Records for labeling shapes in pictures
-*-

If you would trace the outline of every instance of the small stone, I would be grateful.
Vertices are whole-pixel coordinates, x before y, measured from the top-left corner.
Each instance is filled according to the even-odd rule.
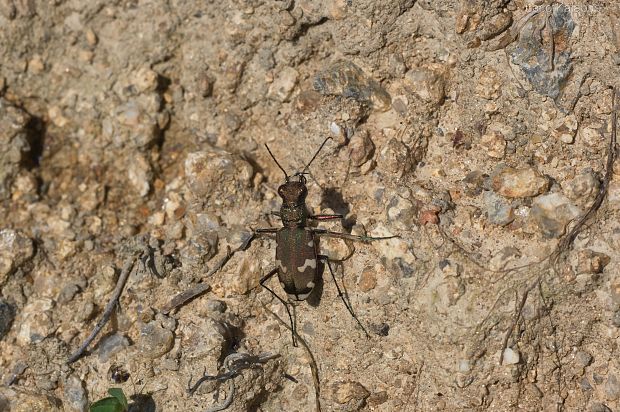
[[[362,292],[371,291],[377,286],[377,275],[374,267],[367,266],[364,268],[357,286]]]
[[[411,151],[401,141],[390,139],[378,153],[378,168],[396,177],[402,177],[415,166]]]
[[[389,93],[379,83],[346,60],[338,61],[319,72],[314,77],[313,87],[323,95],[350,97],[382,112],[389,110],[392,103]]]
[[[471,361],[469,359],[460,359],[458,367],[460,373],[469,373],[471,371]]]
[[[571,114],[566,116],[562,120],[562,123],[553,129],[551,136],[563,143],[572,144],[575,142],[575,135],[577,134],[578,128],[579,122],[577,122],[577,117]]]
[[[41,56],[36,54],[28,62],[28,71],[32,74],[40,74],[43,70],[45,70],[45,63],[43,63]]]
[[[516,41],[506,48],[512,63],[521,68],[532,88],[552,99],[562,93],[573,72],[571,45],[576,25],[572,12],[569,7],[552,7],[548,13],[531,16]],[[541,27],[548,35],[541,35]]]
[[[590,407],[590,412],[612,412],[604,403],[594,402]]]
[[[0,284],[34,255],[32,240],[20,231],[0,230]]]
[[[504,365],[516,365],[521,360],[521,356],[518,351],[512,348],[506,348],[504,349],[502,359]]]
[[[603,273],[605,266],[609,264],[611,258],[604,253],[595,252],[590,249],[580,250],[577,255],[577,274]]]
[[[486,66],[480,73],[476,93],[487,100],[496,100],[502,95],[502,81],[497,70]]]
[[[509,198],[533,197],[549,190],[549,179],[533,168],[501,167],[491,177],[493,190]]]
[[[97,345],[99,361],[107,362],[108,360],[110,360],[110,358],[112,358],[112,356],[121,352],[127,347],[129,347],[129,339],[127,339],[125,336],[119,333],[105,336]]]
[[[502,159],[506,154],[506,139],[499,131],[490,130],[480,138],[482,146],[487,156],[494,159]]]
[[[138,349],[149,359],[158,359],[168,353],[174,345],[174,335],[159,322],[147,323],[140,330]]]
[[[370,392],[359,382],[336,382],[333,385],[334,400],[339,404],[353,403],[361,407],[370,396]]]
[[[297,70],[292,67],[285,67],[278,72],[273,83],[269,86],[267,96],[281,102],[287,102],[295,89],[298,76]]]
[[[73,300],[73,298],[79,291],[80,291],[80,287],[78,285],[76,285],[75,283],[70,283],[64,286],[60,290],[60,293],[58,294],[56,301],[60,303],[61,305],[65,303],[69,303]]]
[[[562,184],[562,190],[566,197],[585,204],[597,195],[600,181],[592,170],[586,170],[574,179]]]
[[[405,73],[405,81],[413,93],[434,106],[440,106],[445,97],[445,78],[439,67],[413,68]]]
[[[578,137],[583,141],[583,144],[589,147],[599,147],[603,143],[605,136],[601,133],[603,125],[599,123],[591,123],[587,126],[579,128]]]
[[[47,298],[31,299],[19,316],[17,340],[21,345],[41,342],[54,333],[52,320],[54,301]]]
[[[514,210],[504,198],[497,194],[486,191],[483,196],[484,211],[490,223],[505,226],[515,219]]]
[[[65,127],[69,123],[69,119],[64,116],[62,109],[58,106],[50,106],[47,115],[56,127]]]
[[[580,210],[559,193],[538,196],[532,202],[530,218],[548,237],[560,237],[566,225],[579,216]]]
[[[88,43],[89,46],[93,47],[97,45],[98,39],[93,29],[91,28],[86,29],[86,32],[84,33],[84,35],[86,37],[86,43]]]
[[[367,130],[358,130],[349,142],[351,164],[360,167],[372,158],[375,145]]]
[[[490,40],[503,33],[512,23],[512,13],[499,13],[486,19],[476,33],[481,40]]]
[[[575,354],[575,360],[579,363],[580,366],[586,367],[592,363],[592,355],[588,352],[579,351]]]
[[[64,402],[63,406],[65,410],[75,412],[86,412],[88,410],[88,394],[84,388],[84,382],[71,376],[65,382],[64,389]]]
[[[620,397],[620,382],[614,374],[609,374],[605,382],[605,397],[609,401],[614,401]]]
[[[15,319],[15,309],[6,300],[0,298],[0,340],[11,330]]]
[[[138,93],[154,92],[159,83],[159,74],[148,67],[142,67],[133,73],[132,83]]]
[[[127,177],[140,196],[144,197],[149,193],[153,180],[153,170],[142,154],[135,156],[133,161],[127,165]]]
[[[226,312],[226,302],[218,299],[207,300],[207,310],[211,313],[224,313]]]
[[[0,387],[0,408],[11,412],[61,412],[63,404],[60,399],[30,390],[13,390]],[[4,402],[4,399],[7,402]],[[4,408],[4,405],[7,405]]]
[[[389,396],[387,391],[374,392],[370,394],[368,399],[366,399],[366,403],[368,403],[368,406],[370,406],[371,408],[376,408],[379,405],[383,405],[384,403],[386,403],[388,399]]]

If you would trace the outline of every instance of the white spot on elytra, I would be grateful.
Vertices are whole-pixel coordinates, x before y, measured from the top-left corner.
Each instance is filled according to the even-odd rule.
[[[279,259],[276,259],[276,266],[278,266],[278,269],[280,269],[282,273],[286,273],[286,266],[284,266]]]
[[[316,269],[316,259],[306,259],[303,266],[299,266],[297,270],[299,271],[299,273],[303,273],[308,267]]]
[[[299,293],[297,295],[295,295],[293,293],[289,293],[288,297],[289,297],[289,299],[293,299],[293,300],[306,300],[308,298],[308,296],[310,296],[310,293],[312,293],[312,292]]]

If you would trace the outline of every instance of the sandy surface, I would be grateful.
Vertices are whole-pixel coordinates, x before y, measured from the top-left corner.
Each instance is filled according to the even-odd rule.
[[[0,1],[0,410],[313,411],[313,367],[327,411],[620,408],[620,9],[585,3]],[[210,273],[281,226],[264,144],[292,175],[328,136],[318,226],[399,238],[321,240],[369,338],[324,268],[311,356],[273,236]]]

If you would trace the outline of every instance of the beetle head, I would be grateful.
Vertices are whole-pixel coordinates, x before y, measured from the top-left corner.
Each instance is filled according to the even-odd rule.
[[[298,206],[304,204],[308,195],[306,188],[306,178],[301,173],[296,173],[293,177],[299,176],[299,180],[286,179],[286,182],[278,188],[278,194],[282,202],[287,206]]]

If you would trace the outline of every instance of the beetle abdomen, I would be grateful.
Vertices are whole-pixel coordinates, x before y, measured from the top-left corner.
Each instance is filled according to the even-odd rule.
[[[317,273],[316,245],[310,228],[282,228],[276,235],[276,264],[282,288],[293,300],[305,300]]]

-*-

▶ **Goal**
Reproduce everything from the line containing "abdomen, I would be grateful." down to the end of the records, adding 100 to every vertex coordinate in the answers.

▶ **Response to the task**
If you would trace the outline of every instance of the beetle abdomen, I would be grateful.
Vertices are whole-pixel coordinates, x before y, measured from the top-left corner.
Each instance is filled according to the even-odd rule.
[[[417,373],[416,345],[410,328],[382,328],[376,335],[376,364],[382,388],[393,400],[405,400]]]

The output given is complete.